Request 1: In the Python notes below, turn the paragraph beginning "time vs datetime modules" into a short bulleted list that keeps its main facts.
---------- Text excerpt ----------
On Linux, if you add shebang #!/usr/bin/env python3 at the top of the script, then you can run it by:

1 2	chmod +x words.py ./words.py http://sixty-north.com/c/t.txt

后面会专门学习一下python script方面的知识, see my blog <<Python3 Scripting>>.

Exception

try statements do not create a new scope! the variables in try block can be seen from outside try block:

import sys

def convert(s):
    try:
        number = ''
        for token in s:
            number += DIGIT_MAP[token]
        return int(number)
    except (KeyError, TypeError) as e:
        ## !r is a shortcut to call the repr of the value supplied.
        print(f"Conversion error: {e!r}", file=sys.stderr)
        ## re-raising exception
        raise
    else:
        print("I will be called only if exception didn't occur!")
    finally:
        ## will execute no matter normal or not
        pass


def sqrt(x):
    """Compute square roots using the method 
    of Heron of Alexandria.

    Args:
        x: The number for which the square root 
            is to be computed.

    Returns:
        The square root of x.

      Raises:
          ValueError: If x is negative.
    """
    if x < 0:
        ## upper level can catch this exception
        raise ValueError(
            "Cannot compute square root of "
            f"negative number {x}")

    guess = x
    i = 0
    while guess * guess != x and i < 20:
        guess = (guess + x / guess) / 2.0
        i += 1
    return guess

Common exception types:

indexError: index out of boundary
keyError: mapping
TypeError: usually avoiding check this, increase function usability.
valueError: int(“hello”)
OSError: os module open file

Modularity

Import module and attribute, 掌握import的语法, module normally is a single python source file, e.g. hello.py. When import, it is represented by module objects.

## import custom module
import hello
## Hello is a class in hello.py
from hello import Hello

## system modules
import math
math.factorial(10)

from math import factorial
factorial(10)

from math import factorial as fac
fac(10)

# other import forms
from math import (factorial, exp)
from math import *

In the interactive python console, use help to explore modules:

# you can search for modules, keywords, symbols, topics
help()
>>> math
>>> urllib.request

# or check math module by first import it
import math
help(math)
## request is a nested module after urllib
import urllib.request
## or
from urllib import request as req
help(urllib.request)

You can check the attributes of an object:

## show all methods
dir(math)
dir(time.ctime)
## show type
type(math)
type(time.ctime)

Commonly used modules:

requests: simple http library
urllib: urllib is a package that collects several modules for working with URLs
sys: access argv, stdin, stdout, etc.
time: principally for working with unix time stamps
datetime: UTC datetime, Unix timestamp, timedetla
pprint: pretty print
os: interface to system services
itertools: iteration processing
contextlib: use with with statement
typing: type hints, built-in after python 3.5
functools: functools.wraps() 用来 copy original function metadata

最近在做project的时候遇到几个新的modules:

threading: threading operation
subprocess: spawn new processes

time vs datetime modules: https://stackoverflow.com/questions/7479777/difference-between-python-datetime-vs-time-modules the time module is principally for working with unix time stamps; expressed as a floating point number taken to be seconds since the unix epoch. the datetime module can support many of the same operations, but provides a more object oriented set of types, and also has some limited support for time zones.
----------
Request 2: From the records, reproduce the part that opens with the line containing "to locate player" and closes with the line containing "left=486, top=253, right=1039, bottom=773", replacing "blue striped kit" with "blue striped uniform" and leaving everything else unchanged.
---------- Excerpted data ----------
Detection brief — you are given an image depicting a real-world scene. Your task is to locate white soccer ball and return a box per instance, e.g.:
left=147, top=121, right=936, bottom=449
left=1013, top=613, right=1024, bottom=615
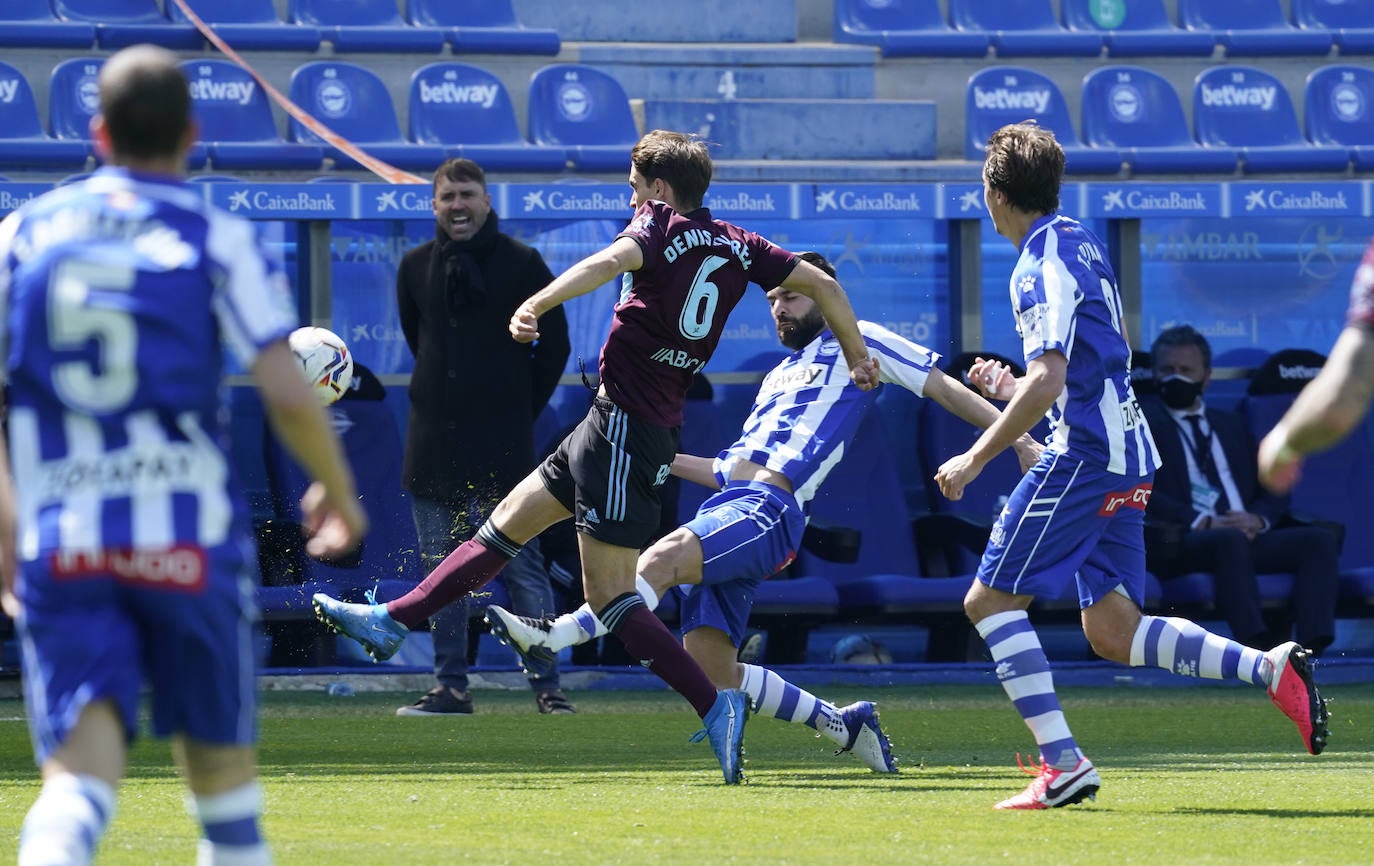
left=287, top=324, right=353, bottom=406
----------
---------- Excerpted data ----------
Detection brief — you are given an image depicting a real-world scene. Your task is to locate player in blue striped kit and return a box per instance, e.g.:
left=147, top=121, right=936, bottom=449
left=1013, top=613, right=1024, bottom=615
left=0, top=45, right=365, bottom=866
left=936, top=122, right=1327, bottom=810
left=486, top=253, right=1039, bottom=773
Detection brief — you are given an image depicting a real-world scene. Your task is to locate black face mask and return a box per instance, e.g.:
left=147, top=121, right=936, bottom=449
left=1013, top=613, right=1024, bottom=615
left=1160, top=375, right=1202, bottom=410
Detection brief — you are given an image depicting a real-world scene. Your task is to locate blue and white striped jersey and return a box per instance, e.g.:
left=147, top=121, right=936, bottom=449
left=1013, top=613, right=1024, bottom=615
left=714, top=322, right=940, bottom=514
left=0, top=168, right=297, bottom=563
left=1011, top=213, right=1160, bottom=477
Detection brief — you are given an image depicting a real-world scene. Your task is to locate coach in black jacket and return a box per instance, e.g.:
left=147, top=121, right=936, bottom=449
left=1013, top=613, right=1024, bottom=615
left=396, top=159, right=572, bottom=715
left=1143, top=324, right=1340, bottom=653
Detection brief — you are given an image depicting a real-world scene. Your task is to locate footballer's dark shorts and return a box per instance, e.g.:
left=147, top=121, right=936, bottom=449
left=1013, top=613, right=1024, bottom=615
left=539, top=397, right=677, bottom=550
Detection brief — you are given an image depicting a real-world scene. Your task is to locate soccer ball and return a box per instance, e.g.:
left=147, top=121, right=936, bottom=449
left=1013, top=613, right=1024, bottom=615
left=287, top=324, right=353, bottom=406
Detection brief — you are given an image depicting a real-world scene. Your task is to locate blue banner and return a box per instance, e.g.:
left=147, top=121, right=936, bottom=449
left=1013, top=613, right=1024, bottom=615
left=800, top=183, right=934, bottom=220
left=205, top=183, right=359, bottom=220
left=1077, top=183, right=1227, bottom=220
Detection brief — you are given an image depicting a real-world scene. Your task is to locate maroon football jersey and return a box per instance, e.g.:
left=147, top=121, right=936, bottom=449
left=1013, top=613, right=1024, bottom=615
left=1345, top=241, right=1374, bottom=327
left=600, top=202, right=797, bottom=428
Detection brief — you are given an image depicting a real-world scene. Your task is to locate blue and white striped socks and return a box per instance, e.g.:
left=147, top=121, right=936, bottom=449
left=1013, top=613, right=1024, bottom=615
----------
Written reply 1:
- Source: https://stackoverflow.com/questions/7479777/difference-between-python-datetime-vs-time-modules
- The time module is mainly for working with Unix timestamps, given as a floating-point number of seconds since the Unix epoch.
- The datetime module supports many of the same operations but provides a more object-oriented set of types.
- The datetime module also has some limited support for time zones.

Written reply 2:
Detection brief — you are given an image depicting a real-world scene. Your task is to locate player in blue striped uniform and return a box per instance, e.g.:
left=147, top=121, right=936, bottom=449
left=1013, top=613, right=1024, bottom=615
left=0, top=45, right=365, bottom=866
left=936, top=122, right=1327, bottom=810
left=486, top=253, right=1039, bottom=773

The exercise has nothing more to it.